• Problem: Would it be possible to copy exactly the lines from the one containing "Each instance of the van front" to the end of the entries, including both and nothing else?

• Information supplied:

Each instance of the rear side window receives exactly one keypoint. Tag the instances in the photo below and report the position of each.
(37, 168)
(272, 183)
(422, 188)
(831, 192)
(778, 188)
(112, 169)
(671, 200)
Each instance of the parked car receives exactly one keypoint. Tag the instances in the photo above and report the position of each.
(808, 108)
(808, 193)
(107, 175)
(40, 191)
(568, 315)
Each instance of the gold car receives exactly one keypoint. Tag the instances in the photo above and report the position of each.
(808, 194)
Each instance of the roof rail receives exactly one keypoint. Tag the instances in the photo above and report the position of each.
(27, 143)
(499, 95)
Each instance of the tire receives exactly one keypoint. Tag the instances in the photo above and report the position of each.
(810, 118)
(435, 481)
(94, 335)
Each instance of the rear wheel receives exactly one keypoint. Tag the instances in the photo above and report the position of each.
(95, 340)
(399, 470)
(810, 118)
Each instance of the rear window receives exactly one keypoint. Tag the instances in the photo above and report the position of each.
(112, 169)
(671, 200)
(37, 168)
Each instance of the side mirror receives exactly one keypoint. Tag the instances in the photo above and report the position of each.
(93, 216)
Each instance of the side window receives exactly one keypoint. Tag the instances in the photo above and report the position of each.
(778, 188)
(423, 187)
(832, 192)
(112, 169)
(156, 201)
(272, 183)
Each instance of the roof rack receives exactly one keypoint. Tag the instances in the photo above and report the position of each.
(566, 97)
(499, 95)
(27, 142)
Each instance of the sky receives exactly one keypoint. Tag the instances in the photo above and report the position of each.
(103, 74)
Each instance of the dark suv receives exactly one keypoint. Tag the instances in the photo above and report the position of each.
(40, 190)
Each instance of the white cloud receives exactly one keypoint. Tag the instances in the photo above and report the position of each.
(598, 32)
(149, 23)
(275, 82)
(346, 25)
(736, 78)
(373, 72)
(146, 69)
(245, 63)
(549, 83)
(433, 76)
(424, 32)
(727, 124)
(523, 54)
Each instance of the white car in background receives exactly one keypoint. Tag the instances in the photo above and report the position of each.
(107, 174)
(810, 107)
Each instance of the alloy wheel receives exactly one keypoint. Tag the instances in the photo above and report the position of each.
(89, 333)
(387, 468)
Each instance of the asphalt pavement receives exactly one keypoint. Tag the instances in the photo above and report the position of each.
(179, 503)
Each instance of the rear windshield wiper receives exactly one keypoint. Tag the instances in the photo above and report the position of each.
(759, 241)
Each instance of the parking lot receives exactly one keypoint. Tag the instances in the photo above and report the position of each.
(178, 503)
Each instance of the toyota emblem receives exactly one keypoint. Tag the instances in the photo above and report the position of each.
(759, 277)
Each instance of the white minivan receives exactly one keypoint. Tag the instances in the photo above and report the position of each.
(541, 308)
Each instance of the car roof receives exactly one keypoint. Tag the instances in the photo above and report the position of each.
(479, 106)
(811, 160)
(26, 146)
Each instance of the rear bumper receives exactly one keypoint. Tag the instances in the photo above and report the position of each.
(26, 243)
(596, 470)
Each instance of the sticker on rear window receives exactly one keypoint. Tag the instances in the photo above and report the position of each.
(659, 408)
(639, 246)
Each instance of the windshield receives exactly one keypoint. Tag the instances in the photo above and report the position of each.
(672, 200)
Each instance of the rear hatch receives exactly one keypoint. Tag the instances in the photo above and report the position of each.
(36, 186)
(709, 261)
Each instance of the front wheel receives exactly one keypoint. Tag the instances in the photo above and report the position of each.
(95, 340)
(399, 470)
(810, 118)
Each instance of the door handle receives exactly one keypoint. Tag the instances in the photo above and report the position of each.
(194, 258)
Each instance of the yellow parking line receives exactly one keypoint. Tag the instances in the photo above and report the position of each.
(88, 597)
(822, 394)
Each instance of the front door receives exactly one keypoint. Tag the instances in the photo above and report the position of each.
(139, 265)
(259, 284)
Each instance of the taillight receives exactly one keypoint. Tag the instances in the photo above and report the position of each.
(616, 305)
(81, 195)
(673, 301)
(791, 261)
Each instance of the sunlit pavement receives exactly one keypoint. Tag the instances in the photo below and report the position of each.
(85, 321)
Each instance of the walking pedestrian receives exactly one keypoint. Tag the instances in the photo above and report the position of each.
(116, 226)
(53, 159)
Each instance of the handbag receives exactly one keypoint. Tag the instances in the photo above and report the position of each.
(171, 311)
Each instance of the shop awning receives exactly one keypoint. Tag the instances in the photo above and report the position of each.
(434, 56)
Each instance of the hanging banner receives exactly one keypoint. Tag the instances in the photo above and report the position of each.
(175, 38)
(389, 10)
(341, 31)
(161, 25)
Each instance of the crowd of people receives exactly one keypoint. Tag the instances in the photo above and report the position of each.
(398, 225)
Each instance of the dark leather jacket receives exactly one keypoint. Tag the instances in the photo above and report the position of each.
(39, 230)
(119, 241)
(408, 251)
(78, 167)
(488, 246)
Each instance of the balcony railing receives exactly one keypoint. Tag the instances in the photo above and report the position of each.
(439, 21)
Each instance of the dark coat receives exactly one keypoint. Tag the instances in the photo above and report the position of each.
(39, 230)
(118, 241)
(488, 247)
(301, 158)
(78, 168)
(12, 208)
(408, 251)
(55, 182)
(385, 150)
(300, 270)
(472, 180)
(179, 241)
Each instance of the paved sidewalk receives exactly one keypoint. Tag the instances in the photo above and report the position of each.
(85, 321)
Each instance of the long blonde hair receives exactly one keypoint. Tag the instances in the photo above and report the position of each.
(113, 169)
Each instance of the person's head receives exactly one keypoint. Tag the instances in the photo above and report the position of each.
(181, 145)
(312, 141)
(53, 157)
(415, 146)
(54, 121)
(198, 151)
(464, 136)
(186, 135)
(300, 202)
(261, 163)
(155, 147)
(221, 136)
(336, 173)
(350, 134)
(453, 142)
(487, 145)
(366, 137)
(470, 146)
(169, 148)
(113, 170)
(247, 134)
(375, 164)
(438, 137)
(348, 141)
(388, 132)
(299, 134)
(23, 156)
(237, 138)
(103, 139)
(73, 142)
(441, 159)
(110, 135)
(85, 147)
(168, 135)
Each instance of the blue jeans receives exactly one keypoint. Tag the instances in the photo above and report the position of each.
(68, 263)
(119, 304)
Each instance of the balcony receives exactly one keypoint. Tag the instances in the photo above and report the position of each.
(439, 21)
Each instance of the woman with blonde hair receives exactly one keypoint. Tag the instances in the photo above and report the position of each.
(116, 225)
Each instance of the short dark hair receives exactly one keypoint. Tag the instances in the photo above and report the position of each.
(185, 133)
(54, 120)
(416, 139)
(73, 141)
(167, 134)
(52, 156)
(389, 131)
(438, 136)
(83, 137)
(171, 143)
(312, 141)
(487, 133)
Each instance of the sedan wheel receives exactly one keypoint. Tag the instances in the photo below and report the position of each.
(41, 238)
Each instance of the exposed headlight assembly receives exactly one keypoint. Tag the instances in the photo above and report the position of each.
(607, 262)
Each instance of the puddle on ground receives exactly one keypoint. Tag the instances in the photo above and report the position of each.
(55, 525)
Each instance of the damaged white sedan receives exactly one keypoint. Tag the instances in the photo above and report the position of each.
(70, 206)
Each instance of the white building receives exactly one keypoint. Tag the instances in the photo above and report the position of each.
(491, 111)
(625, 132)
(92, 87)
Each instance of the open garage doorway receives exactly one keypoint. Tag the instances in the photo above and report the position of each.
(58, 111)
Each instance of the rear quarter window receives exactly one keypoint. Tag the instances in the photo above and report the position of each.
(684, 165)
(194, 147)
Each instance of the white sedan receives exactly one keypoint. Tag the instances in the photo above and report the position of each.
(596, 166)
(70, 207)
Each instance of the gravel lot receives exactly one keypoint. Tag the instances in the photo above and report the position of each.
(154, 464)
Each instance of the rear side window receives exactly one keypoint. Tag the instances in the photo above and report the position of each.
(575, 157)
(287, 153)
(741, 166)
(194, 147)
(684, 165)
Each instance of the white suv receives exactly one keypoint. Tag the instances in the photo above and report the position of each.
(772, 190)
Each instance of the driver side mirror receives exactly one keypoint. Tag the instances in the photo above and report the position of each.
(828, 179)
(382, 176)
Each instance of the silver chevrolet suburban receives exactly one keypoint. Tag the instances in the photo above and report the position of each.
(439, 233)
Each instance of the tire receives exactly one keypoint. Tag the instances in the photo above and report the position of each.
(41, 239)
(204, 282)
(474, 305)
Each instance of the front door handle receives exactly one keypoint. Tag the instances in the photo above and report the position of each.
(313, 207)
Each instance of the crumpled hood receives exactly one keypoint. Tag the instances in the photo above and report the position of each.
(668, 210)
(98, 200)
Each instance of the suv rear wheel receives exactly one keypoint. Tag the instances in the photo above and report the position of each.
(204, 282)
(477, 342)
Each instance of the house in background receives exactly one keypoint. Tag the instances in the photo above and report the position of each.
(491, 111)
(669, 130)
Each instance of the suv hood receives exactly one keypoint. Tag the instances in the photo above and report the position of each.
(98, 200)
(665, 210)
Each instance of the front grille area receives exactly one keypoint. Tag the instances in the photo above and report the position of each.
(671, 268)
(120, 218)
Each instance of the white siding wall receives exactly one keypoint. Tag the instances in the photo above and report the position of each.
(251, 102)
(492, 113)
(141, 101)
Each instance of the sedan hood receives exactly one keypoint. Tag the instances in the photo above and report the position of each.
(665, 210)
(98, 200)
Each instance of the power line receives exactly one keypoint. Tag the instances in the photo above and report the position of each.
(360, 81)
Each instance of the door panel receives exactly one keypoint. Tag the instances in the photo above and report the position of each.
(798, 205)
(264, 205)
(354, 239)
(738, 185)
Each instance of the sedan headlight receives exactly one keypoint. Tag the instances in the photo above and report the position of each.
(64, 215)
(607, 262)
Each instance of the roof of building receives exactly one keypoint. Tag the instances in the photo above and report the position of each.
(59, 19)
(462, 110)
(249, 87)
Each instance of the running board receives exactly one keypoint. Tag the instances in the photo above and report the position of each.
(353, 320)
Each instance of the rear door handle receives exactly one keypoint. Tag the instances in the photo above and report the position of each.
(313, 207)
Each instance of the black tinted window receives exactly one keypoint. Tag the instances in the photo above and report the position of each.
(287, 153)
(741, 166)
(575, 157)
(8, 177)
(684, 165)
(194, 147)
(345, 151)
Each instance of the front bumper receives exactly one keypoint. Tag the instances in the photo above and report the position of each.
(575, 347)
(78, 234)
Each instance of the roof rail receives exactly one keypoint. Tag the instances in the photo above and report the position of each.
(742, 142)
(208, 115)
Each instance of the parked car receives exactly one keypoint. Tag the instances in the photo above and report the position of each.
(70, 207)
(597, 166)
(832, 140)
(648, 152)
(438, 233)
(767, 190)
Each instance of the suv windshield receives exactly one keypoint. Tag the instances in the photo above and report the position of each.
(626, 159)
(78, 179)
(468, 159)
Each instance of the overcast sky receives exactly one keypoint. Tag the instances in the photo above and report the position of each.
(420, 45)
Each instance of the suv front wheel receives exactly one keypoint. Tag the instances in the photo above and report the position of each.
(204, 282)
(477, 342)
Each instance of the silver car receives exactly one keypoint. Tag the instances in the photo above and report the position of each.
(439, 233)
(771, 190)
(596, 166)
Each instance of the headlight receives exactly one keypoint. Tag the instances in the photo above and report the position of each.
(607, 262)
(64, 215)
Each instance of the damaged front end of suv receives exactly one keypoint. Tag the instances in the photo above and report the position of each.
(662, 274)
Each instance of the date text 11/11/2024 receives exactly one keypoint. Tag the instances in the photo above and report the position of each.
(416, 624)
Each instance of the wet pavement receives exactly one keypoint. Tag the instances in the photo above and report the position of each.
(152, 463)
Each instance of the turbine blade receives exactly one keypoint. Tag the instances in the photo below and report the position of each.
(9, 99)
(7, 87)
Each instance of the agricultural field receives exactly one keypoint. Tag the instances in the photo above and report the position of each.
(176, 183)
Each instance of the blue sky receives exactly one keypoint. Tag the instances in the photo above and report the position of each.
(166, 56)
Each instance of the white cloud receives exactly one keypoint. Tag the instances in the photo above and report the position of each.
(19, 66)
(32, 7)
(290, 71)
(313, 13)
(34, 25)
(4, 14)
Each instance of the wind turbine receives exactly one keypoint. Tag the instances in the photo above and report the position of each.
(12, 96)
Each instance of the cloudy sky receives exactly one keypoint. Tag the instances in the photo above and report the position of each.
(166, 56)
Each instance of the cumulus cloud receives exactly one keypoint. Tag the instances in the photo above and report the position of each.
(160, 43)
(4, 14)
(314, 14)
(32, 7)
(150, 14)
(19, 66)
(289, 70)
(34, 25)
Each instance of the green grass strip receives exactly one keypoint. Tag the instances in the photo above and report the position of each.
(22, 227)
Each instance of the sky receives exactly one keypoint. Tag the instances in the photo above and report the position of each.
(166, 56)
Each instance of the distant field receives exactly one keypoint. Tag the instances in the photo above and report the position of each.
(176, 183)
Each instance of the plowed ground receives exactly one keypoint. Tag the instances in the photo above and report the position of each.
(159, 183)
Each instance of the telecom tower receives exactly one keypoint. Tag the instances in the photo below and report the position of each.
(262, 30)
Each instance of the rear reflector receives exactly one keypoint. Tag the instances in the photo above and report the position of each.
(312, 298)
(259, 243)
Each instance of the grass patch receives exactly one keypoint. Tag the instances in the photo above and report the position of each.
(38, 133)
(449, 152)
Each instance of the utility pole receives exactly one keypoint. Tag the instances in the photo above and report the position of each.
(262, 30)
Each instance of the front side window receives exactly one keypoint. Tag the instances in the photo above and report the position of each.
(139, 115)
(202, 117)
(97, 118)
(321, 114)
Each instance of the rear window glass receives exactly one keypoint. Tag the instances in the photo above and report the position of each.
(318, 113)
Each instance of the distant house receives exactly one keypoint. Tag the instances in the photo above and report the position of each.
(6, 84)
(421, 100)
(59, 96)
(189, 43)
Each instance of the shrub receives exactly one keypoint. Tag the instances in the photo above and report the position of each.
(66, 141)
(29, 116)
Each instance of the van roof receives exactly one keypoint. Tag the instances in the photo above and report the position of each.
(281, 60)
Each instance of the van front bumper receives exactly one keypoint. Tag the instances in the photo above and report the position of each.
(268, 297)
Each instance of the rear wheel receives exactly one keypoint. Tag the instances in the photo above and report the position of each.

• Written answer:
Each instance of the van front bumper receives exactly one keypoint. Tag the instances in the photo above and report the position of each.
(268, 297)
Each instance of the rear wheel receives exactly one keypoint. Tag the instances in the photo above and report the position of each.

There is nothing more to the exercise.